TEXTO DEL DOCUMENTO:
=-=-=

Sebastián se trepa al alambre con la torpeza de un mono chico y la algarabía de unas cuantas navidades con la casaca alba bajo el árbol. Mientras él confunde su aliento con el de un hincha trepado a la misma altura, hay miles también, aferrados. Mientras la saliva de un griterío en las alturas atraviesa la promiscuidad del alambre, hay un gesto oval de la boca que se repite en los barrios. También hay otros miles con el gesto de la derrota que tantas otras veces se enmarca en el semblante de los que hoy festejan. De eso estamos hechos, de victorias y derrotas, casi tan angustiantes unas como otras. La liberación de la angustia es lo que nos confunde. No se trata de no saber perder, se trata de no saber qué hacer con el fracaso. Es una cuestión social, el gol, digo.

En un hospital de Salto, donde el sol raja las piedras, en el litoral de las cosas, Aníbal trepa por un alambrado al cielo. Cuenta más navidades que Sebastián, unas setenta. Confunde en el camino el aliento con un hincha que es él mismo. La saliva es de un beso que alguien le dejó en la frente.

La cara del hincha, de Sebastián digo, y del otro, quedará en las retinas fotográficas. El ruido a gol se irá con el viento, se transformará en tormenta. Las tormentas son voces de hinchadas viejas, de goles viejos, de derrotas nuestras. Aníbal conservó las patillas hasta el último día, al mejor estilo Sandro de América o Elvis de todos, aunque desde que tengo uso de este sesgado ejercicio de la razón, las nieves del tiempo ya lo habían plateado todo. Nacido en Paso del Bote, criado a barrio nomás, y a laburar de gurí, con el tiempo fue canillita, panadero, almacenero, sereno, portero y lo que fuere para alimentar bocas de goles albos, que serán tormenta alguna vez.

=-=-=

DATOS DE ENTRADA:
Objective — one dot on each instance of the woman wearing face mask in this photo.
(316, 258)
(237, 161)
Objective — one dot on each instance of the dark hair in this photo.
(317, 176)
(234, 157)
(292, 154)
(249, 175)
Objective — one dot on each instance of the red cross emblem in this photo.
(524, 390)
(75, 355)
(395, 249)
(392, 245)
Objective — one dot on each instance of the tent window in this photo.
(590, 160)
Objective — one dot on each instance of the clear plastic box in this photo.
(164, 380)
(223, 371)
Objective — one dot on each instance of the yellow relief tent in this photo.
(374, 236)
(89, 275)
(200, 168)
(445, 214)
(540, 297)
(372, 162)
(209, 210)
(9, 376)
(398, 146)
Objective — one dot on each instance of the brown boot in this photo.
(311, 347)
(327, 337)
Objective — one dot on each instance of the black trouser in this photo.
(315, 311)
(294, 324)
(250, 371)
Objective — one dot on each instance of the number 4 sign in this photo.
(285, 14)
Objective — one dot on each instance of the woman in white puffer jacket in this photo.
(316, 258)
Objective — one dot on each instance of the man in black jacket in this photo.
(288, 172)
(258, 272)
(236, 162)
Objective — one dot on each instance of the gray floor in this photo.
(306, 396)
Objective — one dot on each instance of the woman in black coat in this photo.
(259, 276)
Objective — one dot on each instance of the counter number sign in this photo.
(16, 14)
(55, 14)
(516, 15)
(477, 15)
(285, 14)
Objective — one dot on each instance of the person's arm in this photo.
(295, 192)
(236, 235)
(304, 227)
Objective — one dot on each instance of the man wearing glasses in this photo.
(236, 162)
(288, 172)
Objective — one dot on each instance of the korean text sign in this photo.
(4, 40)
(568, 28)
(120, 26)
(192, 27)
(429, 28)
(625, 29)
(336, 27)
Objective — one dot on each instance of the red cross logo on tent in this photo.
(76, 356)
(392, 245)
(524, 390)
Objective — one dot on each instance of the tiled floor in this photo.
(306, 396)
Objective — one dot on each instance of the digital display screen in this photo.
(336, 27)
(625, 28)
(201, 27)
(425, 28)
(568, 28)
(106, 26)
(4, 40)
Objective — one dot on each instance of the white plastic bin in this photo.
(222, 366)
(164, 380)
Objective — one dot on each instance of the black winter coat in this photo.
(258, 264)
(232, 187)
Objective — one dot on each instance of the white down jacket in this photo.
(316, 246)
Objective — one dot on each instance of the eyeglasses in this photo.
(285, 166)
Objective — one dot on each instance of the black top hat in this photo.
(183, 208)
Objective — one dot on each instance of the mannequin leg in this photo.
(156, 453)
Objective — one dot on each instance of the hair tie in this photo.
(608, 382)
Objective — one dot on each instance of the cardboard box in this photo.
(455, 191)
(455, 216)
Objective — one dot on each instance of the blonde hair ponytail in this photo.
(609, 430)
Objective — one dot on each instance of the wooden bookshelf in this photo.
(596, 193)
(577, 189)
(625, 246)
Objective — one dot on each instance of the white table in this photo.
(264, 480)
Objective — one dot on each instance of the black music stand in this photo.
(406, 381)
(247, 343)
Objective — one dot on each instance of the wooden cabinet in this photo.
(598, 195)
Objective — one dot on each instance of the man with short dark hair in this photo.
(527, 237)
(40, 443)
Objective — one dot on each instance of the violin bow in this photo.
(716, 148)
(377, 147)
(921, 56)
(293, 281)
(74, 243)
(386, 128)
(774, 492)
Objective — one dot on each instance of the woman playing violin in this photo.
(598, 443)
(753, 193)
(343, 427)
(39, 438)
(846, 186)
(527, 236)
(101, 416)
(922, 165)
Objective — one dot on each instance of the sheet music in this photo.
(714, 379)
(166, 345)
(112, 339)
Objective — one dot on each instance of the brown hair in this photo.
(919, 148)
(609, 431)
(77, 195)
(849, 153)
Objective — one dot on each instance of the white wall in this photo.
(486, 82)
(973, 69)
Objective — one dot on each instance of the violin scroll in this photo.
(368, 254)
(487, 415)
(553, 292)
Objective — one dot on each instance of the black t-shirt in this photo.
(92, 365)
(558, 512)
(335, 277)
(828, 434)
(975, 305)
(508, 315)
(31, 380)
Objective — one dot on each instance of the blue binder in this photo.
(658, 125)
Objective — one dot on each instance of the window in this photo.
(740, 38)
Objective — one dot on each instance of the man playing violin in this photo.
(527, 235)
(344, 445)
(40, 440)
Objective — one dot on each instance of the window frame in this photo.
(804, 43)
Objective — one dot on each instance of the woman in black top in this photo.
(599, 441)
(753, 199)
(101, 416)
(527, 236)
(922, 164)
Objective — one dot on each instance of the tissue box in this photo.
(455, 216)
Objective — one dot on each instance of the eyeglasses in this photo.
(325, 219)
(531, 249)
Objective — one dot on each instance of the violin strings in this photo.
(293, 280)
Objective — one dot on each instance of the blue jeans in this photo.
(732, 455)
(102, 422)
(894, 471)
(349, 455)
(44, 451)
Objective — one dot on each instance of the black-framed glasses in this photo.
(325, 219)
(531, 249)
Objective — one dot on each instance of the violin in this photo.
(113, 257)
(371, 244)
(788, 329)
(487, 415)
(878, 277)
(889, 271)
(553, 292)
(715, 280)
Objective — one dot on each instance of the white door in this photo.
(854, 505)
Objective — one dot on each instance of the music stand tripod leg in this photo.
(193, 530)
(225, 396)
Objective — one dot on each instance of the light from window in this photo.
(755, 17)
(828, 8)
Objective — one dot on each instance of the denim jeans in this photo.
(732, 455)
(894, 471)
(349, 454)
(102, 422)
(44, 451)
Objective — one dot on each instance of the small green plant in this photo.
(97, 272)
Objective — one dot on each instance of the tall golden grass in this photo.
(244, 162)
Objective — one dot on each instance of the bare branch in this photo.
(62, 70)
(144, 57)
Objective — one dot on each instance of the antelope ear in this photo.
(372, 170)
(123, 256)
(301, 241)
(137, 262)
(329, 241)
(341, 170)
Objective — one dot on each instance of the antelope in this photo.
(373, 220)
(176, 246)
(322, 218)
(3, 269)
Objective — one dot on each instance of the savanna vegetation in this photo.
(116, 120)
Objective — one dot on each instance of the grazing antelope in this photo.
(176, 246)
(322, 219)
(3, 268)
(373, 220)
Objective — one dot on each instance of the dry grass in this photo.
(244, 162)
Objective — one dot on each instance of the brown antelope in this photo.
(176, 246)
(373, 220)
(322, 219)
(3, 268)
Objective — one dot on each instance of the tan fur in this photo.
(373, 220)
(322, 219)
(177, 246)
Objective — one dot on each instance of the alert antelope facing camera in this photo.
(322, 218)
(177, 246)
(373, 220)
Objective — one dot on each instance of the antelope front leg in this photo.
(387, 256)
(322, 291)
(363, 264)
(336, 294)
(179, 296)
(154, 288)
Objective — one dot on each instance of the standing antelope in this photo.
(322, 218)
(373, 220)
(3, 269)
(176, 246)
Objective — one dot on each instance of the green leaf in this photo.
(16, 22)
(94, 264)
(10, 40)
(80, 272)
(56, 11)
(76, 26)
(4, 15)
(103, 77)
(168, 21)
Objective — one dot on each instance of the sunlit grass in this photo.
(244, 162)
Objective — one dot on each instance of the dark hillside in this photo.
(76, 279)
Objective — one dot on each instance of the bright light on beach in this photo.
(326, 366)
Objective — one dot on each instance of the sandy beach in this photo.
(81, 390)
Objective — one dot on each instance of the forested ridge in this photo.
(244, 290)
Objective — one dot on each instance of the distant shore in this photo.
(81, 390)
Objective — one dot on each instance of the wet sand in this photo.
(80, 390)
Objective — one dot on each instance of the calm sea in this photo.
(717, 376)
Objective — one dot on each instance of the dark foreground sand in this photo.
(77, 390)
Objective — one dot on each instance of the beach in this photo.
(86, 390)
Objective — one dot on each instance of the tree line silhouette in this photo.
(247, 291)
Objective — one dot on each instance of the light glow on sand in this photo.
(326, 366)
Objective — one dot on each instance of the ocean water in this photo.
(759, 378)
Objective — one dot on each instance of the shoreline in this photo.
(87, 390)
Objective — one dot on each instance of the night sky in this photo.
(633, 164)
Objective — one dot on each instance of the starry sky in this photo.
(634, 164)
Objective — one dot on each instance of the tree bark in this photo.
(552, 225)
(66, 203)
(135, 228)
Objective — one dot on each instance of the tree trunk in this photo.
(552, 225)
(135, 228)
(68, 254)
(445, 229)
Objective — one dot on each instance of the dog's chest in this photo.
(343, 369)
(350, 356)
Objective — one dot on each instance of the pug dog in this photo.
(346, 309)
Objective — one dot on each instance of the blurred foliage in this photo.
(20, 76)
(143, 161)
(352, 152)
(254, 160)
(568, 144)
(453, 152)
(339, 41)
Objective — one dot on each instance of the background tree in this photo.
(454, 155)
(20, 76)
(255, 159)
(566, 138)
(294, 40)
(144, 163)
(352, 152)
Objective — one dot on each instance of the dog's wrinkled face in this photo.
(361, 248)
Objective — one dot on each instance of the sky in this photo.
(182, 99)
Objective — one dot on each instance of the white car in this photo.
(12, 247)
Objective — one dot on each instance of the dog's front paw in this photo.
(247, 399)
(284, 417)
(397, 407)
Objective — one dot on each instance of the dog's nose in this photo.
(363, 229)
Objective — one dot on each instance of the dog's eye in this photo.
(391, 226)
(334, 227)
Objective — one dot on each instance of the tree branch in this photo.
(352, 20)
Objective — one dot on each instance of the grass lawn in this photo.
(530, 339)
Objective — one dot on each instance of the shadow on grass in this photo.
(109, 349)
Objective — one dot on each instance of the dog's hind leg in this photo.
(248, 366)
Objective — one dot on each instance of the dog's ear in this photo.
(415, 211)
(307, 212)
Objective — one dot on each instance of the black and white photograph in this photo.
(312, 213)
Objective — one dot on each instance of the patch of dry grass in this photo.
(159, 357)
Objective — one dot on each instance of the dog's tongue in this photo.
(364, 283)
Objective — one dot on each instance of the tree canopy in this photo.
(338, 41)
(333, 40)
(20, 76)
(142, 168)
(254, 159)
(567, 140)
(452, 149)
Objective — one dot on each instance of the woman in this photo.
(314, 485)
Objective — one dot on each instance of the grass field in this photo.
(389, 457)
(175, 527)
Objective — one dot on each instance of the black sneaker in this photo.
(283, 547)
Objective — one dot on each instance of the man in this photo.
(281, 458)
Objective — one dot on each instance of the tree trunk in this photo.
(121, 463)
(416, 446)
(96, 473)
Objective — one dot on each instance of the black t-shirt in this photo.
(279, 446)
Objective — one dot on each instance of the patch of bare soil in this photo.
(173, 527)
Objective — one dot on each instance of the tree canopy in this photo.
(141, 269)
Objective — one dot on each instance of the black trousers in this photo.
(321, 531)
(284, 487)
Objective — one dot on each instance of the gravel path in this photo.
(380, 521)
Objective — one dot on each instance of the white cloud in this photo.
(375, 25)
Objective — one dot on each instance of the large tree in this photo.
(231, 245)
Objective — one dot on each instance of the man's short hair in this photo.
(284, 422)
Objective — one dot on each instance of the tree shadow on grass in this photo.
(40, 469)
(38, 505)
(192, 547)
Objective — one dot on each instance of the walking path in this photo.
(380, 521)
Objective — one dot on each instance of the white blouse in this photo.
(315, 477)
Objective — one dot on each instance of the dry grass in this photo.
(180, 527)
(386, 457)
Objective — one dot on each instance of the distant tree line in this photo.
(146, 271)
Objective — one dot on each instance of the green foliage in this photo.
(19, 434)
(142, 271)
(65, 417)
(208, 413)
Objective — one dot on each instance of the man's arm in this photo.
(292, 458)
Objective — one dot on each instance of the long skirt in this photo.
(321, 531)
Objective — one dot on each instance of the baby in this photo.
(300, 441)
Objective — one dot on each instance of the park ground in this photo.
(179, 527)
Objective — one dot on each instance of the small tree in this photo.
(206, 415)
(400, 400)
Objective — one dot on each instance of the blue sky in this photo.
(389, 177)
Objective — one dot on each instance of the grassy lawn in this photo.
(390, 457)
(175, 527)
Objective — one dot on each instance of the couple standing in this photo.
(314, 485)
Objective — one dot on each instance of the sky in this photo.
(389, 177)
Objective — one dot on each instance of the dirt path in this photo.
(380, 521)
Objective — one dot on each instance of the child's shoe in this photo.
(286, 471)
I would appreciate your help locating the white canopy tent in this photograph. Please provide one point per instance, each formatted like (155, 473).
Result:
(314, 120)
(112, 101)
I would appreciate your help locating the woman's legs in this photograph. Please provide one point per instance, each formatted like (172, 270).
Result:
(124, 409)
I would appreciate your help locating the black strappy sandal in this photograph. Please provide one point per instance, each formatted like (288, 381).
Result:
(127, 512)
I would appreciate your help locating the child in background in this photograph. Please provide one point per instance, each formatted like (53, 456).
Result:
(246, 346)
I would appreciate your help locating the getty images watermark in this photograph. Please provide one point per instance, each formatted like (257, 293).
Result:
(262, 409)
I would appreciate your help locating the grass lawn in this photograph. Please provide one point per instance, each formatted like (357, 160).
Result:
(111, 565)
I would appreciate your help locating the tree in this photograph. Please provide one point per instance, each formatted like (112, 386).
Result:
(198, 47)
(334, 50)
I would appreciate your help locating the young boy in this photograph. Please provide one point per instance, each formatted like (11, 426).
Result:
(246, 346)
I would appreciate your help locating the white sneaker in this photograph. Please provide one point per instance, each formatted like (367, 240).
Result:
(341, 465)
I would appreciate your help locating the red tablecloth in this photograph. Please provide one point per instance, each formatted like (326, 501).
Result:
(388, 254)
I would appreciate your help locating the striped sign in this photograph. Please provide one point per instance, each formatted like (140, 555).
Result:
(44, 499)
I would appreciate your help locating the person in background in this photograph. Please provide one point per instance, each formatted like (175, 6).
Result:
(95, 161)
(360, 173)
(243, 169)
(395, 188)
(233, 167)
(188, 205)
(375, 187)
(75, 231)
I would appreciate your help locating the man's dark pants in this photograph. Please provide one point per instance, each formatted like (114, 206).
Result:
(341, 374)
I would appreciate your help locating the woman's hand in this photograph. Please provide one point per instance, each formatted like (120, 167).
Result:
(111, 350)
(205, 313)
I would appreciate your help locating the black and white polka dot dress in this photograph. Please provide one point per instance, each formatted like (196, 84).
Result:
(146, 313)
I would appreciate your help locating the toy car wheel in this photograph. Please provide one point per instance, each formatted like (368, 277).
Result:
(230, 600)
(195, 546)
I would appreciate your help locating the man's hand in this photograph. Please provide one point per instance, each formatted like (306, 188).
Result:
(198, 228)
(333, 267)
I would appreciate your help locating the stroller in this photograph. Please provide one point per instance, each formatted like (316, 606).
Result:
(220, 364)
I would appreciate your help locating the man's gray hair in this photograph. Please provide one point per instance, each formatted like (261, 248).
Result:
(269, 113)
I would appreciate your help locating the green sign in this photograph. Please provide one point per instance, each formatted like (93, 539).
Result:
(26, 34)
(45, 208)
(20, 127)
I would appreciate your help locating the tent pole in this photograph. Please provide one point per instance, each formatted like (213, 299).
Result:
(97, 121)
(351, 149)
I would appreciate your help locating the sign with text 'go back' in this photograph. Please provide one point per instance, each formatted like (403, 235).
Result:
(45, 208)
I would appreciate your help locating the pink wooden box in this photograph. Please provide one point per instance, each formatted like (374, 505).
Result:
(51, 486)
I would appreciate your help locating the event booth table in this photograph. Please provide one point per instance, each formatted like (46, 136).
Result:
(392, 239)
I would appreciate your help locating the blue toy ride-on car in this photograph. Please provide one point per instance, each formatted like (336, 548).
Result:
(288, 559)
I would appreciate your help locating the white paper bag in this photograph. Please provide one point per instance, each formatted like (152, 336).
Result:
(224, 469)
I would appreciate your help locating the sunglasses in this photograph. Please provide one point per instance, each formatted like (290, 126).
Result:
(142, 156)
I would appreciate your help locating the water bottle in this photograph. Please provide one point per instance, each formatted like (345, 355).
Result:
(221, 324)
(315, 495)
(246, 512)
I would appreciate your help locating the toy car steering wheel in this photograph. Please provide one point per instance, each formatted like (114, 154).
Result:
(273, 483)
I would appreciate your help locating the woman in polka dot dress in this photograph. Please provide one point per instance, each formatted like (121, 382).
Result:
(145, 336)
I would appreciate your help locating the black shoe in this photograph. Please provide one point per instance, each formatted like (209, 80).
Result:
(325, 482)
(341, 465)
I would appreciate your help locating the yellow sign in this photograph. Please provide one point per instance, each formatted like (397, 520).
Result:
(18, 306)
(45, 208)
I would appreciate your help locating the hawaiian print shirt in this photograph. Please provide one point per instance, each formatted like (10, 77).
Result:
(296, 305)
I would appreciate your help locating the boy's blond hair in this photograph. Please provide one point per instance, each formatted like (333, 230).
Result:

=-=-=

CONSIGNA: Reescribe el pasaje del texto que empieza con las palabras "La cara del" y termina con "tormenta alguna vez.", cambiando "canillita" por "vendedor de diarios". Los ítems constituyen un material aparte, independiente del texto.

RESPUESTA:
La cara del hincha, de Sebastián digo, y del otro, quedará en las retinas fotográficas. El ruido a gol se irá con el viento, se transformará en tormenta. Las tormentas son voces de hinchadas viejas, de goles viejos, de derrotas nuestras. Aníbal conservó las patillas hasta el último día, al mejor estilo Sandro de América o Elvis de todos, aunque desde que tengo uso de este sesgado ejercicio de la razón, las nieves del tiempo ya lo habían plateado todo. Nacido en Paso del Bote, criado a barrio nomás, y a laburar de gurí, con el tiempo fue vendedor de diarios, panadero, almacenero, sereno, portero y lo que fuere para alimentar bocas de goles albos, que serán tormenta alguna vez.